TASK STATEMENT:
In the passage about the carpenter-shop below, transcribe the part that begins at the words "Passing through a" and stops after the words "learned His handicraft.".

EXTRACT:
--- --- ---

Passing through a street, we look into the interior of a carpenter-shop, with its simple tools, its little pile of new lumber, its floor littered with chips and shavings, and its air full of the pleasant smell of freshly cut wood. There are a few articles of furniture which the carpenter has made: a couple of chairs, a table, a stool : and he himself, with his leg stretched out and his piece of wood held firmly by his naked toes, is working busily at a tiny bed which needs only a pair of rockers to become a cradle. Outside the door of the shop a boy of ten or twelve is cutting some boards and slats, and putting them neatly together. We ask him what he is making. "A box," he answers, "a box for some doves "—and then bends his head over his absorbing task. Even so Jesus must have worked at the shop of Joseph, the carpenter, and learned His handicraft.

--- --- ---

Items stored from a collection
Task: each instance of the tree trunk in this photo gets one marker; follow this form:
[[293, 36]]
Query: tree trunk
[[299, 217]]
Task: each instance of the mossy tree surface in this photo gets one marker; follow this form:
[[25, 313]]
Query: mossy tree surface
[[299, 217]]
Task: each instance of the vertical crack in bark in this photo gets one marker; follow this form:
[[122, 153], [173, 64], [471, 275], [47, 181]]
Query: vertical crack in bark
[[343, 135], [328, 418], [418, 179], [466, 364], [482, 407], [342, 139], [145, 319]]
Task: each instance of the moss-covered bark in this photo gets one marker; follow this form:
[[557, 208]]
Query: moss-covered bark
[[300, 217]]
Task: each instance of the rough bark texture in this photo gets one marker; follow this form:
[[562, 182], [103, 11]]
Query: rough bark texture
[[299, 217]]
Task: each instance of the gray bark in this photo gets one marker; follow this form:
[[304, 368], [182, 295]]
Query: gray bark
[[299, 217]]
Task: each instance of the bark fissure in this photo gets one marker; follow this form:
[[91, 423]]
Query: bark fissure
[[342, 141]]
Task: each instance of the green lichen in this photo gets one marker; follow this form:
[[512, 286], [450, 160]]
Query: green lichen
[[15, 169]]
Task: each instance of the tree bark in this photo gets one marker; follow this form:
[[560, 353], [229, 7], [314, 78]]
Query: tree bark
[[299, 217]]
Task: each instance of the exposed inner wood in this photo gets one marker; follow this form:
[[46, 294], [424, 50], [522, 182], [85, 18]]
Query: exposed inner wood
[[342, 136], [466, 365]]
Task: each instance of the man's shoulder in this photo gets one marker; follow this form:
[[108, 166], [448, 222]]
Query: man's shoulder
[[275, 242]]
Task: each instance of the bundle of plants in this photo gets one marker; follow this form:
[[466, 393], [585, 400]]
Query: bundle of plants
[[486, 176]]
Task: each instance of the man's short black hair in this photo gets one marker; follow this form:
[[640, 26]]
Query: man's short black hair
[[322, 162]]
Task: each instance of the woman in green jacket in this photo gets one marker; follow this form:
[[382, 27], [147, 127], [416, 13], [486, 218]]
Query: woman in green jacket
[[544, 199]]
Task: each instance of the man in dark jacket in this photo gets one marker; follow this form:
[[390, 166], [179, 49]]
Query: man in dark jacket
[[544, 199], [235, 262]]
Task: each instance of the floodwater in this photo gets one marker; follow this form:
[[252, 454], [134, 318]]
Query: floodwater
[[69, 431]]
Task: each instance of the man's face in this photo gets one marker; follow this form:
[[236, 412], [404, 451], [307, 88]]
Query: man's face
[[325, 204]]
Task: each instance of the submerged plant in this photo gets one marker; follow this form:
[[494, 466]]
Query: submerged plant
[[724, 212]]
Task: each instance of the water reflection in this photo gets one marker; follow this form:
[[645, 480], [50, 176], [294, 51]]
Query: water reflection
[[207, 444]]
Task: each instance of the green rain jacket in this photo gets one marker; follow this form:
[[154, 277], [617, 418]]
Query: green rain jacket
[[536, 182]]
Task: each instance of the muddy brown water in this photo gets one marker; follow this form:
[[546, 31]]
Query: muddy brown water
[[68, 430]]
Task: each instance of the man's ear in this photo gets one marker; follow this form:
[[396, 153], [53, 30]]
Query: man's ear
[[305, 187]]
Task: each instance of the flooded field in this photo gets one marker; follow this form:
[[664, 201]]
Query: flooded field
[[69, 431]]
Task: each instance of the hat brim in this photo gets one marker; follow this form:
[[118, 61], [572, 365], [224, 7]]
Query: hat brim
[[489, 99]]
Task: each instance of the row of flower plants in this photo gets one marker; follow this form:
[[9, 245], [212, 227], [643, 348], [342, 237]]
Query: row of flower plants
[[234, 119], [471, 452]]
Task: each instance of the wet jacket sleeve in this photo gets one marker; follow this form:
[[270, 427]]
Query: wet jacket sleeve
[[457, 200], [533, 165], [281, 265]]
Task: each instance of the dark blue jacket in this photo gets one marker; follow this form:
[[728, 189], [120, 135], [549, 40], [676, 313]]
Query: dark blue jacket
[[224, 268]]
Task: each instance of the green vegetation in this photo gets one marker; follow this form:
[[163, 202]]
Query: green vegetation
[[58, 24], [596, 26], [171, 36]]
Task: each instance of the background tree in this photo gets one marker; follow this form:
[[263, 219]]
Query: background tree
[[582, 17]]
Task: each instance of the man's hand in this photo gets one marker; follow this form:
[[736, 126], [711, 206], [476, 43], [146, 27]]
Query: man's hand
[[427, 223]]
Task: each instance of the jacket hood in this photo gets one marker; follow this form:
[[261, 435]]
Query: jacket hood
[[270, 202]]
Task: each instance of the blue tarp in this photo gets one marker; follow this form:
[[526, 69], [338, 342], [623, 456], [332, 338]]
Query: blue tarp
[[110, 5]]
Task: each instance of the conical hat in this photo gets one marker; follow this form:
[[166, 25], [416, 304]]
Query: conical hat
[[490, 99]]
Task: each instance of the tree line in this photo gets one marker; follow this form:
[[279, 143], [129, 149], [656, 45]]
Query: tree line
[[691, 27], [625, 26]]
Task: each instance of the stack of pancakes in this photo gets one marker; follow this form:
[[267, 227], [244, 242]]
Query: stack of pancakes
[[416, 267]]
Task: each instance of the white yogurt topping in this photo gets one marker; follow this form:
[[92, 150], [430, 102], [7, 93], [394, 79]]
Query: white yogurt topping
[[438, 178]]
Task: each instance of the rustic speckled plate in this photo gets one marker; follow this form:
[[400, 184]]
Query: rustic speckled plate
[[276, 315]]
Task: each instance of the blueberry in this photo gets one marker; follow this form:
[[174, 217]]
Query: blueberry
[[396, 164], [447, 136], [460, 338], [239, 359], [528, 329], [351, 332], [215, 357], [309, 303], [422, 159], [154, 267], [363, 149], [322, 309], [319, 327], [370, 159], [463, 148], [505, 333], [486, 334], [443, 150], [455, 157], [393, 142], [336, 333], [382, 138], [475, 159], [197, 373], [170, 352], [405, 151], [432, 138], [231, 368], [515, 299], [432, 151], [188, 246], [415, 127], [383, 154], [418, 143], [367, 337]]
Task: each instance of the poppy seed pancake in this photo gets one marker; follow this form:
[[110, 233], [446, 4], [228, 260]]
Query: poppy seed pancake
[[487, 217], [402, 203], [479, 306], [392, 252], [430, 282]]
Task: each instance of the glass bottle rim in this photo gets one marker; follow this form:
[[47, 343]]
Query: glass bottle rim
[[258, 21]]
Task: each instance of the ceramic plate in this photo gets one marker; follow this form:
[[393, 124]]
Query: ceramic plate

--- --- ---

OUTPUT FOR THIS TASK:
Passing through a street, we look into the interior of a carpenter-shop, with its simple tools, its little pile of new lumber, its floor littered with chips and shavings, and its air full of the pleasant smell of freshly cut wood. There are a few articles of furniture which the carpenter has made: a couple of chairs, a table, a stool : and he himself, with his leg stretched out and his piece of wood held firmly by his naked toes, is working busily at a tiny bed which needs only a pair of rockers to become a cradle. Outside the door of the shop a boy of ten or twelve is cutting some boards and slats, and putting them neatly together. We ask him what he is making. "A box," he answers, "a box for some doves "—and then bends his head over his absorbing task. Even so Jesus must have worked at the shop of Joseph, the carpenter, and learned His handicraft.